→ **DATA FOR REVIEW**
• • •

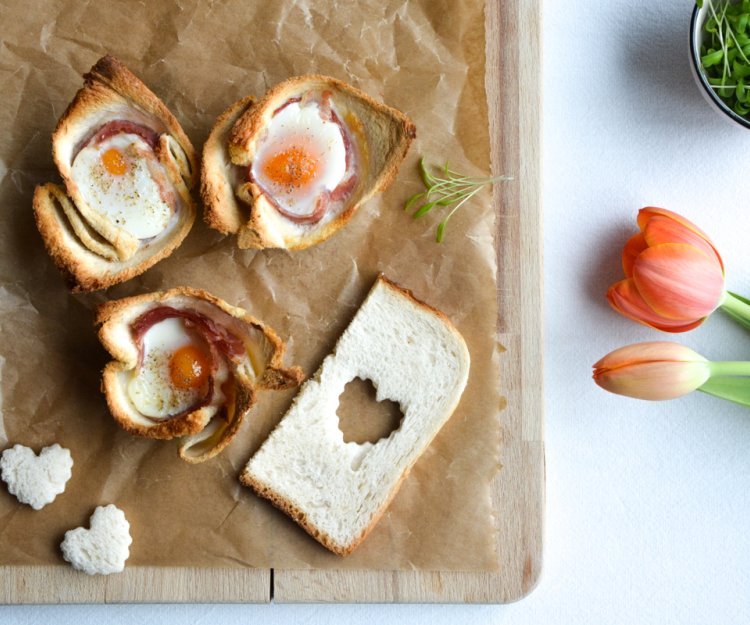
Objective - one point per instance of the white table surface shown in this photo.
(648, 504)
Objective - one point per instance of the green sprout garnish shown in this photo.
(447, 188)
(725, 52)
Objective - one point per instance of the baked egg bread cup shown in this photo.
(187, 365)
(291, 169)
(127, 168)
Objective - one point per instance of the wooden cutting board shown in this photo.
(513, 82)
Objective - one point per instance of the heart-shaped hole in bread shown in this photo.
(364, 419)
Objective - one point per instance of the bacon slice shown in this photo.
(149, 135)
(215, 334)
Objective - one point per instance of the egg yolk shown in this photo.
(189, 368)
(291, 167)
(114, 163)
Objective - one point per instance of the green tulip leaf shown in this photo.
(733, 389)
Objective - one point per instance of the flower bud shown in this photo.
(656, 370)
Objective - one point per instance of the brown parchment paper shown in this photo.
(425, 58)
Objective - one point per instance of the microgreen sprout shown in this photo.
(446, 188)
(725, 52)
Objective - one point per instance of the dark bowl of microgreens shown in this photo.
(720, 55)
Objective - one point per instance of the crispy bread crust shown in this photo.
(289, 508)
(274, 377)
(222, 210)
(250, 120)
(110, 86)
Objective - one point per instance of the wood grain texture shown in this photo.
(513, 80)
(62, 584)
(513, 90)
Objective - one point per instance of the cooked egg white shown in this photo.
(120, 178)
(151, 389)
(301, 156)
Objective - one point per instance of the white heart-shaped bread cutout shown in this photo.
(102, 549)
(36, 480)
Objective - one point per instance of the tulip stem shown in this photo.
(738, 308)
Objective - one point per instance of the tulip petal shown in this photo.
(654, 380)
(635, 245)
(649, 212)
(678, 281)
(660, 230)
(650, 351)
(625, 299)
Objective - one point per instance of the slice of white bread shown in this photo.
(338, 491)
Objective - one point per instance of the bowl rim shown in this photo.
(695, 28)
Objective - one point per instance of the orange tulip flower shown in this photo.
(674, 274)
(657, 370)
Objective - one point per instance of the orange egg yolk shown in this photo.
(189, 368)
(291, 167)
(114, 163)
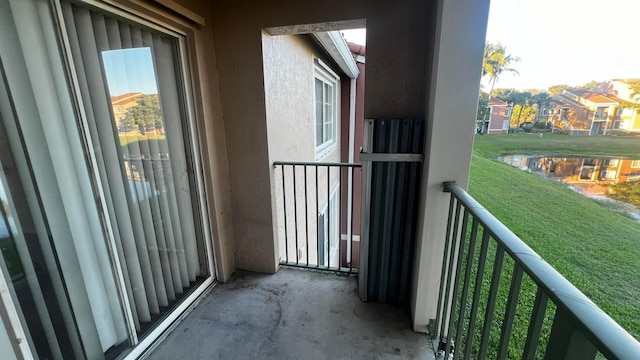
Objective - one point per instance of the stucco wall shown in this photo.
(288, 64)
(416, 68)
(395, 79)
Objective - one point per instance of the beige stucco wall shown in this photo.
(288, 62)
(396, 49)
(454, 81)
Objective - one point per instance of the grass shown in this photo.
(597, 249)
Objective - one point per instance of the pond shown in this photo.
(614, 181)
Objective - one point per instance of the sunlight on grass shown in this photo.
(595, 248)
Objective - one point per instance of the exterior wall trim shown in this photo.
(337, 48)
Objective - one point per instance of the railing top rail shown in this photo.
(608, 336)
(310, 163)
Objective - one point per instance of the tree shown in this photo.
(496, 62)
(483, 107)
(146, 113)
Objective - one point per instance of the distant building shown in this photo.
(593, 112)
(497, 119)
(122, 103)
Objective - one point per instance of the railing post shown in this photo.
(566, 341)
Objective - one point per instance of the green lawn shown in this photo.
(595, 248)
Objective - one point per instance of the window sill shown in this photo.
(325, 150)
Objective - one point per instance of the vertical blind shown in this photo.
(145, 173)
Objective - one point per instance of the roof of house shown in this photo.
(564, 99)
(494, 100)
(626, 81)
(357, 49)
(125, 98)
(594, 97)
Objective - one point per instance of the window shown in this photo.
(325, 87)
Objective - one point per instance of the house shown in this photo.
(116, 240)
(591, 112)
(497, 119)
(307, 86)
(122, 103)
(626, 118)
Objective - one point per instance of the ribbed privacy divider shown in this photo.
(145, 172)
(394, 191)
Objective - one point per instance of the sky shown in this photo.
(130, 70)
(562, 41)
(566, 41)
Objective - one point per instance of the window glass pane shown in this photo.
(132, 89)
(319, 111)
(26, 260)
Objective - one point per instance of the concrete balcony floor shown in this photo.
(294, 314)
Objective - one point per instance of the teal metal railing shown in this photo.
(539, 315)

• • •

→ **YOUR ASSIGNMENT**
Print out the material verbatim, skipping pictures.

→ **EXERCISE RESPONSE**
Objective - one point per instance of the white table surface shown in this photo.
(648, 504)
Objective - one point per instance of the green sprout garnish shown in this photo.
(447, 188)
(725, 52)
Objective - one point per instance of the baked egg bread cup shown in this photo.
(187, 365)
(291, 169)
(127, 168)
Objective - one point per instance of the wooden cutting board shown in this photo.
(513, 82)
Objective - one point per instance of the heart-shaped hole in bread shown in this photo.
(364, 419)
Objective - one point per instance of the bacon slice shown in this photo.
(149, 135)
(215, 334)
Objective - one point per instance of the egg yolk shown in this photo.
(189, 368)
(291, 167)
(114, 163)
Objective - one point per instance of the green tulip leaf shown in this photo.
(733, 389)
Objective - one point per instance of the flower bud shown in this photo.
(656, 370)
Objective - one point per instance of the brown parchment paper shown in this photo.
(425, 58)
Objective - one point per instance of the microgreen sprout shown in this photo.
(446, 188)
(725, 52)
Objective - one point per instance of the dark bowl of microgreens shown in this photo.
(720, 55)
Objective - one point per instance of the crispy bread crust shown in this photo.
(289, 508)
(274, 377)
(222, 210)
(250, 120)
(110, 86)
Objective - one point per instance of the wood grain texture shown in this photo.
(513, 80)
(62, 584)
(513, 90)
Objective - one point per instance of the cooked egg white shown in this photo.
(120, 178)
(151, 389)
(301, 156)
Objective - one point per instance of the white heart-shaped bread cutout shown in this photo.
(102, 549)
(36, 480)
Objective - one point per instance of the tulip stem shown in this photo.
(738, 308)
Objective - one point per instance of the tulip petal shown in this photo.
(654, 380)
(635, 245)
(649, 212)
(678, 281)
(660, 230)
(650, 351)
(625, 299)
Objective - one point per instance of the slice of white bread shown in this photo.
(338, 491)
Objective - one point per instance of the bowl rim shown in this photo.
(695, 28)
Objective - one point per instance of the orange tulip flower shown in this photo.
(674, 274)
(657, 370)
Objective - one point per instance of the orange egg yolk shown in this photo.
(189, 368)
(291, 167)
(114, 163)
Objective - one point per instance of the stucco wall shown in this photo.
(288, 64)
(416, 68)
(395, 79)
Objective - one point per instance of the beige stucco wall shown in this photo.
(288, 62)
(396, 49)
(454, 81)
Objective - one point per instance of the grass shown in this photo.
(597, 249)
Objective - one point per instance of the pond shown in this photo.
(614, 181)
Objective - one point per instance of the sunlight on grass shown in this photo.
(595, 248)
Objective - one point per instance of the exterior wall trim shown in this photo.
(337, 48)
Objective - one point per instance of the railing top rail shown in this photo.
(608, 336)
(310, 163)
Objective - one point per instance of the tree shown in this photo.
(496, 62)
(483, 107)
(146, 113)
Objective - one point per instance of the distant building shown in this photo.
(593, 112)
(497, 119)
(122, 103)
Objective - one point per instance of the railing post shown in this photo.
(566, 341)
Objective - one point per instance of the green lawn shown in this photo.
(595, 248)
Objective - one point per instance of the window sill shown in this photo.
(325, 150)
Objective - one point per instance of the vertical blind shown in this photo.
(145, 173)
Objective - one point per instance of the roof of house shown in this photo.
(564, 99)
(494, 100)
(626, 81)
(357, 49)
(125, 98)
(594, 97)
Objective - one point per instance of the window shown in this photo.
(325, 87)
Objective - one point per instance of the house shown in this photo.
(116, 240)
(591, 112)
(497, 119)
(307, 86)
(122, 103)
(626, 118)
Objective - one point per instance of the ribbed privacy divider shown in this photo.
(145, 172)
(394, 191)
Objective - one point per instance of the sky shown in this photo.
(130, 70)
(562, 41)
(566, 41)
Objective - one point per instance of the window glass pane shown in this photo.
(132, 89)
(319, 111)
(26, 260)
Objective - one point per instance of the concrete balcony floor shown in this photo.
(294, 314)
Objective - one point per instance of the teal metal railing shown in this photo.
(539, 315)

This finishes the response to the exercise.